## [TASK PROMPT]
In the entries that follow, how many lines contain the word "wall"? Answer with the number only.

[Free-text object descriptions]

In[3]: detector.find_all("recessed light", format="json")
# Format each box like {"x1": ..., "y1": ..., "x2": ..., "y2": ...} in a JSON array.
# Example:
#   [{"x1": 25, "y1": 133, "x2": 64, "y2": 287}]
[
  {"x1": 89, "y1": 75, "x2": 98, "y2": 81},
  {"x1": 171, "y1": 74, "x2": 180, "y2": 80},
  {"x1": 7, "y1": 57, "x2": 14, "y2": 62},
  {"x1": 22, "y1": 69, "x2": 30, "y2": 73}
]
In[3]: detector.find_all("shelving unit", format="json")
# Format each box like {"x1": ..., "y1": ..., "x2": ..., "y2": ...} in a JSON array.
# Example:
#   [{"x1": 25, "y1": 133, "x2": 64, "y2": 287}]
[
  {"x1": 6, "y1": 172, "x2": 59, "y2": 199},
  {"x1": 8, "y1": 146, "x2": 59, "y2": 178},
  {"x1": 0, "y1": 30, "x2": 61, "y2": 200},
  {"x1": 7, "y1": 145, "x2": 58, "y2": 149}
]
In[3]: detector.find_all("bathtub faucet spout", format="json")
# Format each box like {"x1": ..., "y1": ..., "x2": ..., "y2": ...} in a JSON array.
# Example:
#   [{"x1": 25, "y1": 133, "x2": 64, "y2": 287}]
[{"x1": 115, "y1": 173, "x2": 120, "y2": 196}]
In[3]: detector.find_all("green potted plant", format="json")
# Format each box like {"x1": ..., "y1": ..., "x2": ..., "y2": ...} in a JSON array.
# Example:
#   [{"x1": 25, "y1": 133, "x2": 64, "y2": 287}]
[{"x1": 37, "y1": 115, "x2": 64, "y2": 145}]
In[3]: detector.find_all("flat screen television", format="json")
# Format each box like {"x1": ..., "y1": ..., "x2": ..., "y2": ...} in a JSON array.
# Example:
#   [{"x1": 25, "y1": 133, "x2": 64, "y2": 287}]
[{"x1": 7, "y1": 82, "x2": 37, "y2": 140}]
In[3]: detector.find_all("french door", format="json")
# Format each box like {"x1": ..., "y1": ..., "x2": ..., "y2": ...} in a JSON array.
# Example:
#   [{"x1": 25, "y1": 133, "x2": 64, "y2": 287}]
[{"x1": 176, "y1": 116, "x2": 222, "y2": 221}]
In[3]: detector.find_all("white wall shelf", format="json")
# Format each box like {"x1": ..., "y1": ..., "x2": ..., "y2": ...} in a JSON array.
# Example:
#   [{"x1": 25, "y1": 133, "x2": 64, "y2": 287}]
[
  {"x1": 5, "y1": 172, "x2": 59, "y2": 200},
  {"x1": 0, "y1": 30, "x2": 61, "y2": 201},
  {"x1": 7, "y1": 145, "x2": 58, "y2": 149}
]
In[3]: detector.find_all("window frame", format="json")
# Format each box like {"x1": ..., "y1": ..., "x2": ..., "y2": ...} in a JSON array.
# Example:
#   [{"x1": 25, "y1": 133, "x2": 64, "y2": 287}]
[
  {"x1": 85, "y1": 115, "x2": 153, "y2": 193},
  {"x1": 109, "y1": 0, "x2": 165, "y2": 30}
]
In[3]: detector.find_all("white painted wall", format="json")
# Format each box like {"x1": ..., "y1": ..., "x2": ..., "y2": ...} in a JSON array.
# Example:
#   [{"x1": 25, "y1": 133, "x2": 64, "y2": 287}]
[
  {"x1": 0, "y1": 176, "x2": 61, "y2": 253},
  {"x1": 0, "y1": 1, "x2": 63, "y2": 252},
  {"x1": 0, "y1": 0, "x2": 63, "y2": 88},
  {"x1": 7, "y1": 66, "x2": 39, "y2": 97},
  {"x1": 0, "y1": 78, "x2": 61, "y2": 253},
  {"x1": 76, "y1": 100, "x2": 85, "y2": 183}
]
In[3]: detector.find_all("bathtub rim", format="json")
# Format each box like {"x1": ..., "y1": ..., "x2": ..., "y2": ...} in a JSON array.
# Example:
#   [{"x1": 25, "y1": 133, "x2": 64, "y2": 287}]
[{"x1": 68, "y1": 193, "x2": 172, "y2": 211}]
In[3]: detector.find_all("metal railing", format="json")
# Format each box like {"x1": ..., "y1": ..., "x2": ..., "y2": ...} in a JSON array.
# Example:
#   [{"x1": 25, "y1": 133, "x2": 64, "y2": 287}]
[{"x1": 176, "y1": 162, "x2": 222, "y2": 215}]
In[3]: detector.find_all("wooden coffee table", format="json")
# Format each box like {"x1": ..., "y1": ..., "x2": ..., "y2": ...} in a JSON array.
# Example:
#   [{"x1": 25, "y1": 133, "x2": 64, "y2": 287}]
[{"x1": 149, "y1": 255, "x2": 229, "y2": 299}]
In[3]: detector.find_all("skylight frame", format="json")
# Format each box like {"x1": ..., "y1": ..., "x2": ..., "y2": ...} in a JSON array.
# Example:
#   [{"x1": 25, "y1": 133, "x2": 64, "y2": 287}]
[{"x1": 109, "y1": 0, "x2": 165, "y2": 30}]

--

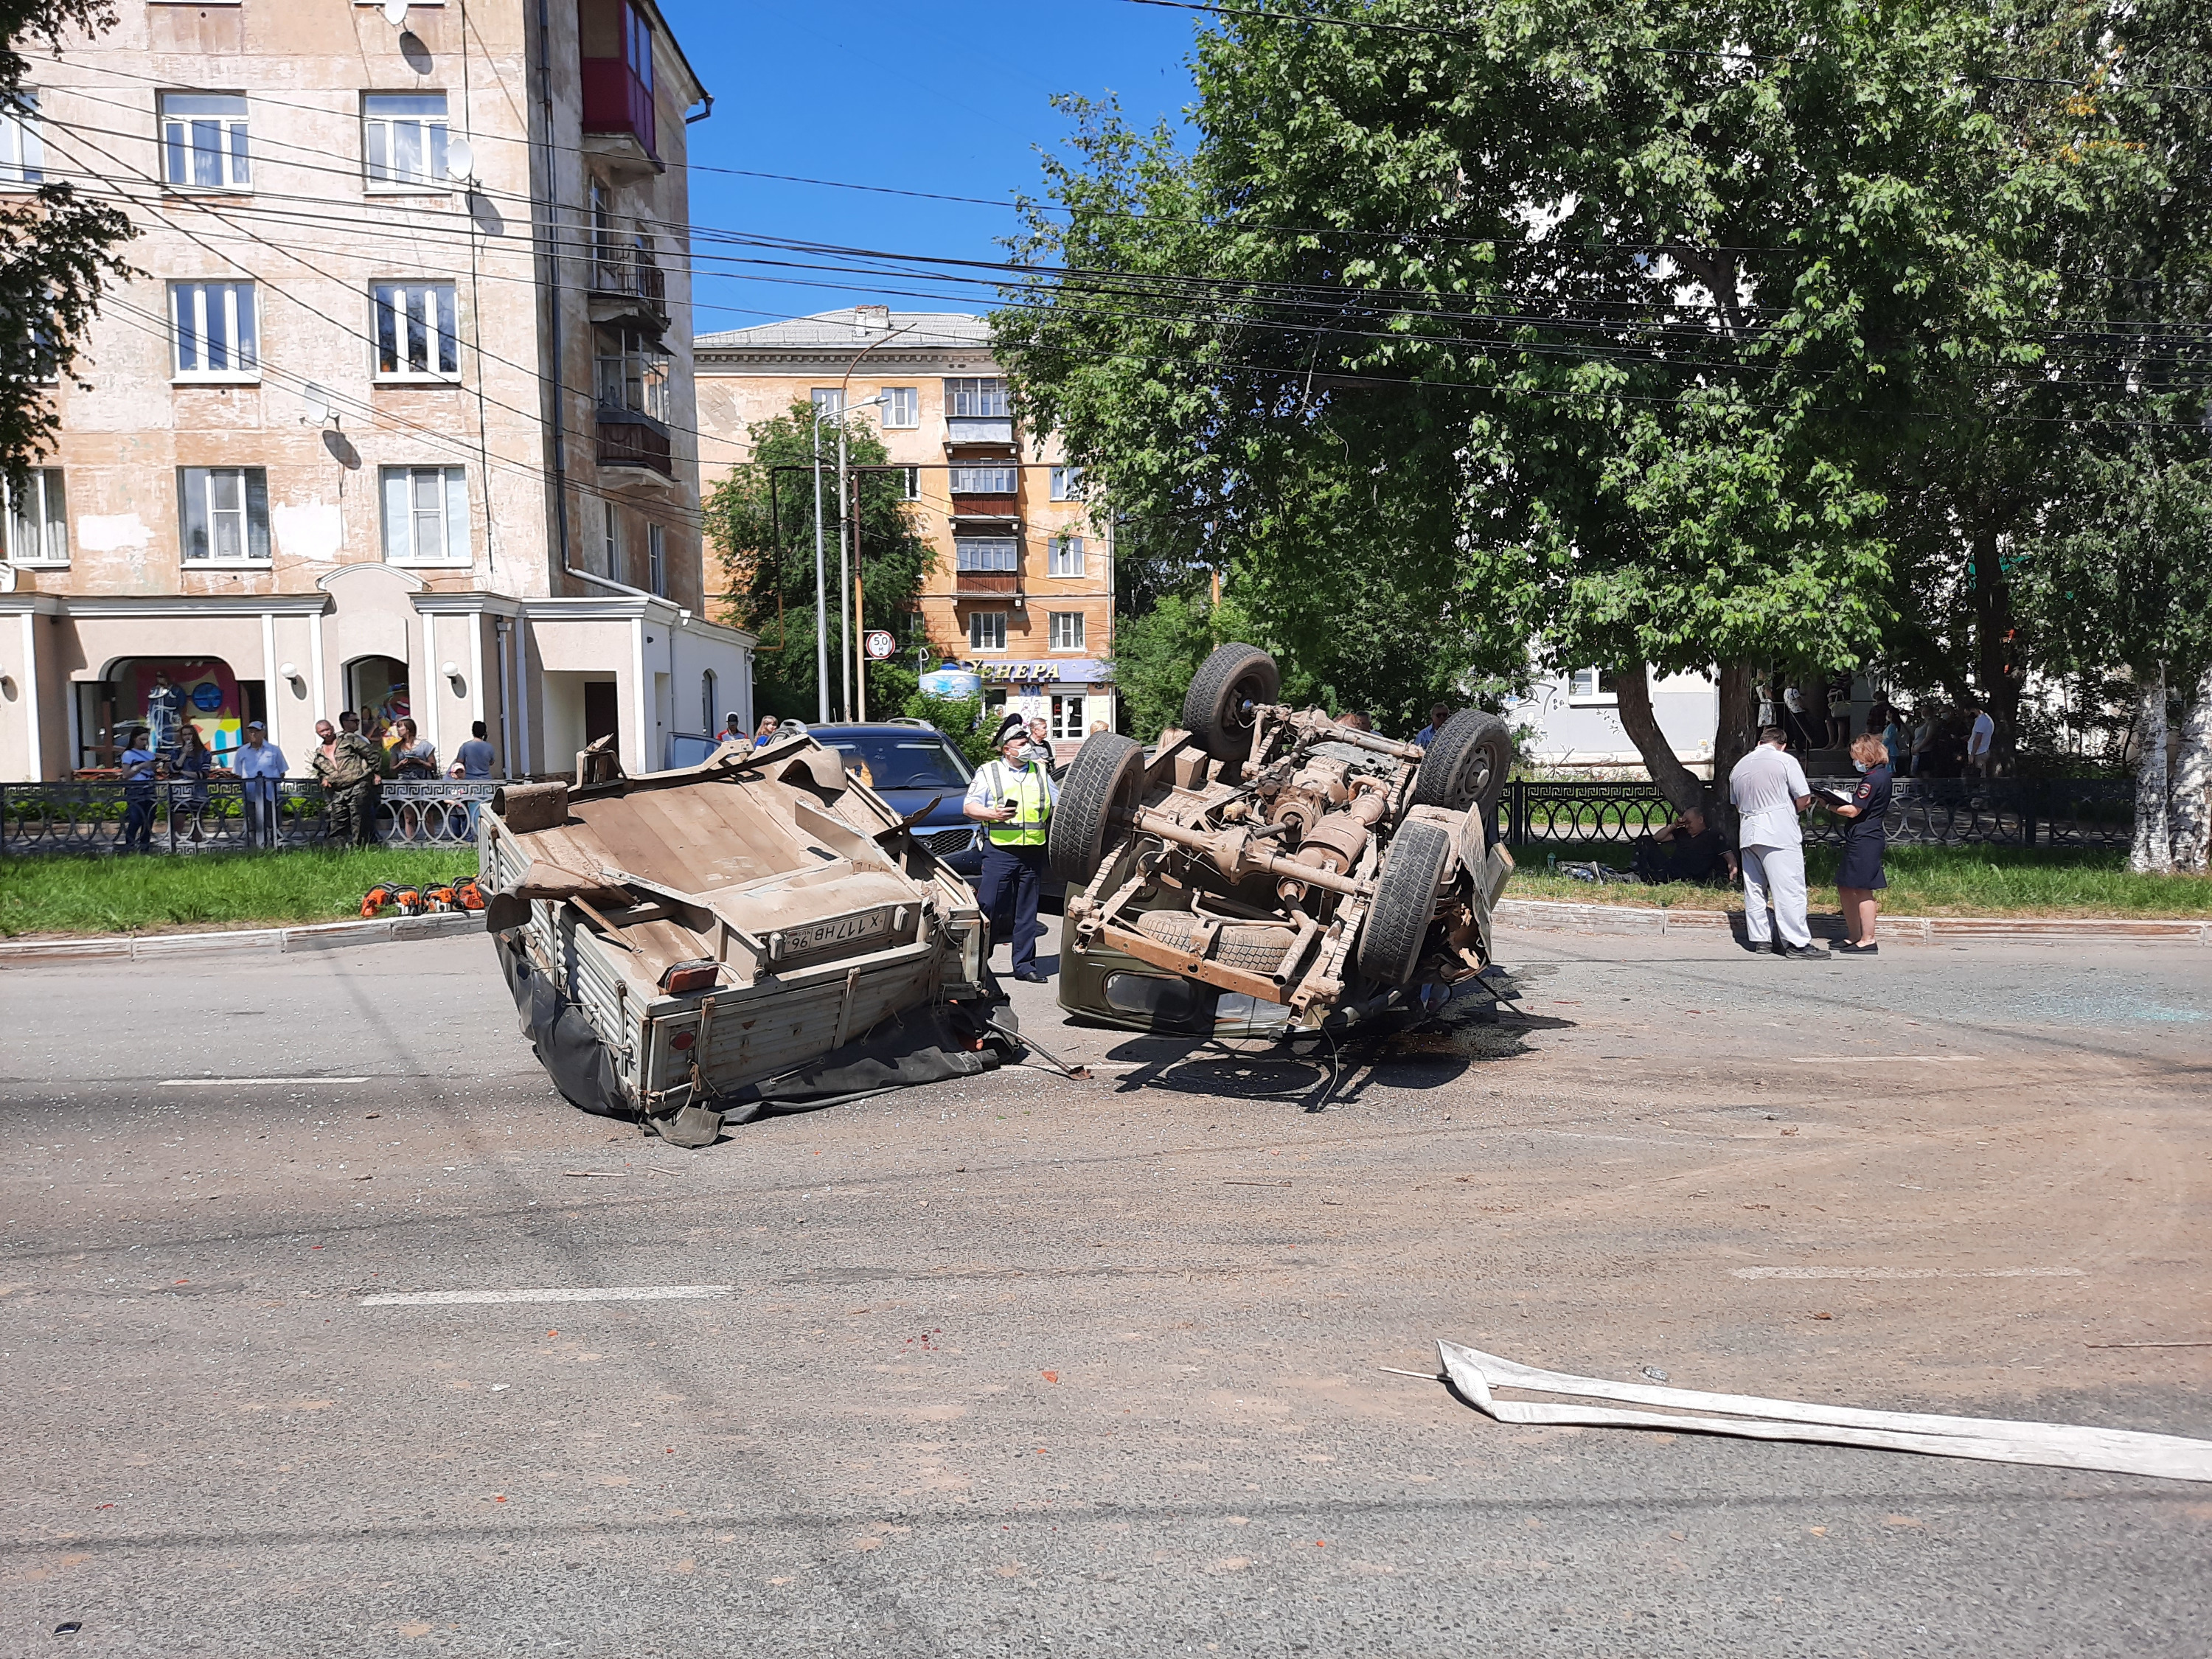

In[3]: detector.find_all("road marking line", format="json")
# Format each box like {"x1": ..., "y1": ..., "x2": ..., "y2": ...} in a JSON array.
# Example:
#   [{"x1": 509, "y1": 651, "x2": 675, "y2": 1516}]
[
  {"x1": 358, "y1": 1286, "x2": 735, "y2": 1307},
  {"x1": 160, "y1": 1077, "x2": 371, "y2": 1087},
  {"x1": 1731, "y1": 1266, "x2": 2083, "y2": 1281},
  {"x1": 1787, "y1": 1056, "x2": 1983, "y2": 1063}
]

* * *

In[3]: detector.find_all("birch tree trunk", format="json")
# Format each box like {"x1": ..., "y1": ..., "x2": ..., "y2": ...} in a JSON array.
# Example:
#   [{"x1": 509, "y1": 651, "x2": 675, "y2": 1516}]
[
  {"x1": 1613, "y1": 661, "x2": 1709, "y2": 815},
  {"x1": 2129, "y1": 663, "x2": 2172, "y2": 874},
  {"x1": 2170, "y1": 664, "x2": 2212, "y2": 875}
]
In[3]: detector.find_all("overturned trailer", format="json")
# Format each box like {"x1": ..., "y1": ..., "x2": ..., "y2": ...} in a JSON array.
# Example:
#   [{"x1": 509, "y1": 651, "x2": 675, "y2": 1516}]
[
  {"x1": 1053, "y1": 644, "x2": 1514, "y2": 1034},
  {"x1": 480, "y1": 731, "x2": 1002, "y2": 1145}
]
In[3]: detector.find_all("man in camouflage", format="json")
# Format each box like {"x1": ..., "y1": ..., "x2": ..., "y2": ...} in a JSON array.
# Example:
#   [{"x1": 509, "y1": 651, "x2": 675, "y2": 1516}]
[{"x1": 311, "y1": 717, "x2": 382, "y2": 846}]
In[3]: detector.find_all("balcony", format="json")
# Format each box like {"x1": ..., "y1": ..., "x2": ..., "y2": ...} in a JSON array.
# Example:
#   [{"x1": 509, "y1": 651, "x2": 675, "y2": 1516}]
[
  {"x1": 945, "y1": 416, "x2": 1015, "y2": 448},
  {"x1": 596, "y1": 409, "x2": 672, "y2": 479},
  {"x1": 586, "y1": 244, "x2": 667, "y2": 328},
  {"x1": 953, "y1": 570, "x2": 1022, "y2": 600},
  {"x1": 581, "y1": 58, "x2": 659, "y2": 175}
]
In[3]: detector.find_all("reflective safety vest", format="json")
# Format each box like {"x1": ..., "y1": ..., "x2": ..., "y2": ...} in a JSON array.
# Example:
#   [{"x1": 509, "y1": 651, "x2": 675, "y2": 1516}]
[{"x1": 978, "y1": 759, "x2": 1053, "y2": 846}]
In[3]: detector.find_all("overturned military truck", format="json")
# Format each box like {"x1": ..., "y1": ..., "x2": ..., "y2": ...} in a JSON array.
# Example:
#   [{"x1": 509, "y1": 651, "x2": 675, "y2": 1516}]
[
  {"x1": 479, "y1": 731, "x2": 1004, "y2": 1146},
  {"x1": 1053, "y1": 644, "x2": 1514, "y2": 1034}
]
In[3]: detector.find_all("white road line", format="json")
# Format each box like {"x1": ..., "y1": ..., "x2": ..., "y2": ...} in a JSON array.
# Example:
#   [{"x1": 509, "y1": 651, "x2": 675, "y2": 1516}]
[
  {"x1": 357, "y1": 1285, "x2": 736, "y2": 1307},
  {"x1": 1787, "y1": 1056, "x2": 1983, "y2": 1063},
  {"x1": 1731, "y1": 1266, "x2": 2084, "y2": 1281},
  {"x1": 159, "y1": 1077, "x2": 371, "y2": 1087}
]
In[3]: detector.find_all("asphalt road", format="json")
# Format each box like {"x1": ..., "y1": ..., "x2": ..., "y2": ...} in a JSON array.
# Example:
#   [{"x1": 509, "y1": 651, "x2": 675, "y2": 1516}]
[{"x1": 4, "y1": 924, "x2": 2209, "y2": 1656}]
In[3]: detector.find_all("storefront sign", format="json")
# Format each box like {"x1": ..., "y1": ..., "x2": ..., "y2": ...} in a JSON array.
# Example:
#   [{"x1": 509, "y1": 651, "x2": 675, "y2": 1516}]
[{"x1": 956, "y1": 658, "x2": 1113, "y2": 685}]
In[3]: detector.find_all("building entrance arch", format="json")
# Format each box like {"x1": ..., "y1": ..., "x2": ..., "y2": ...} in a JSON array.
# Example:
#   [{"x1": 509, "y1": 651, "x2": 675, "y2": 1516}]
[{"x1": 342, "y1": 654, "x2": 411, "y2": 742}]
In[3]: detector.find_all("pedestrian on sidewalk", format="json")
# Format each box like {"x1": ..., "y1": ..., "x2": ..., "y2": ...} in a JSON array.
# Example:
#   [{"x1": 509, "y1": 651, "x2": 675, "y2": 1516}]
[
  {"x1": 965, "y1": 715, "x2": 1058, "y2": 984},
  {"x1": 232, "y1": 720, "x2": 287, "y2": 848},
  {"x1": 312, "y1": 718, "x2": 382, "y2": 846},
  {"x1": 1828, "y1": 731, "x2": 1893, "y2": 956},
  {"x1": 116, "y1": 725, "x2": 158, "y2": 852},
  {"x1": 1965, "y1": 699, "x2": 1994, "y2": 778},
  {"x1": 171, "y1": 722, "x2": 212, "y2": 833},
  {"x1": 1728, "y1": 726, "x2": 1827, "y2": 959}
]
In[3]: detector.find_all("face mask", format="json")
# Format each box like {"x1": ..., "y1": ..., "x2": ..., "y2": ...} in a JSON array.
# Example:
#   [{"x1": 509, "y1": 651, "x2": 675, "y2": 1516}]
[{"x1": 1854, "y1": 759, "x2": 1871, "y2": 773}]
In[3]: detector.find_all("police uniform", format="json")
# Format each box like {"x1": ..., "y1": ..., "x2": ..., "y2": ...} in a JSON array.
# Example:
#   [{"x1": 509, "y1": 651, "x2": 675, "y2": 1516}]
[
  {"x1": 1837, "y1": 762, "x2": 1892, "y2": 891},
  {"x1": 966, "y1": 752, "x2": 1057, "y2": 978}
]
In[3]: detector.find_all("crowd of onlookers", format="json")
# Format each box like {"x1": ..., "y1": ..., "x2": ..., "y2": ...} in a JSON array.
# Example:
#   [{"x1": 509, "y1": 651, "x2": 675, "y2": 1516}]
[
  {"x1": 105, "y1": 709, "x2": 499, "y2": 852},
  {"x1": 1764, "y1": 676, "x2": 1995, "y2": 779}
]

## [EXERCISE SOLUTION]
2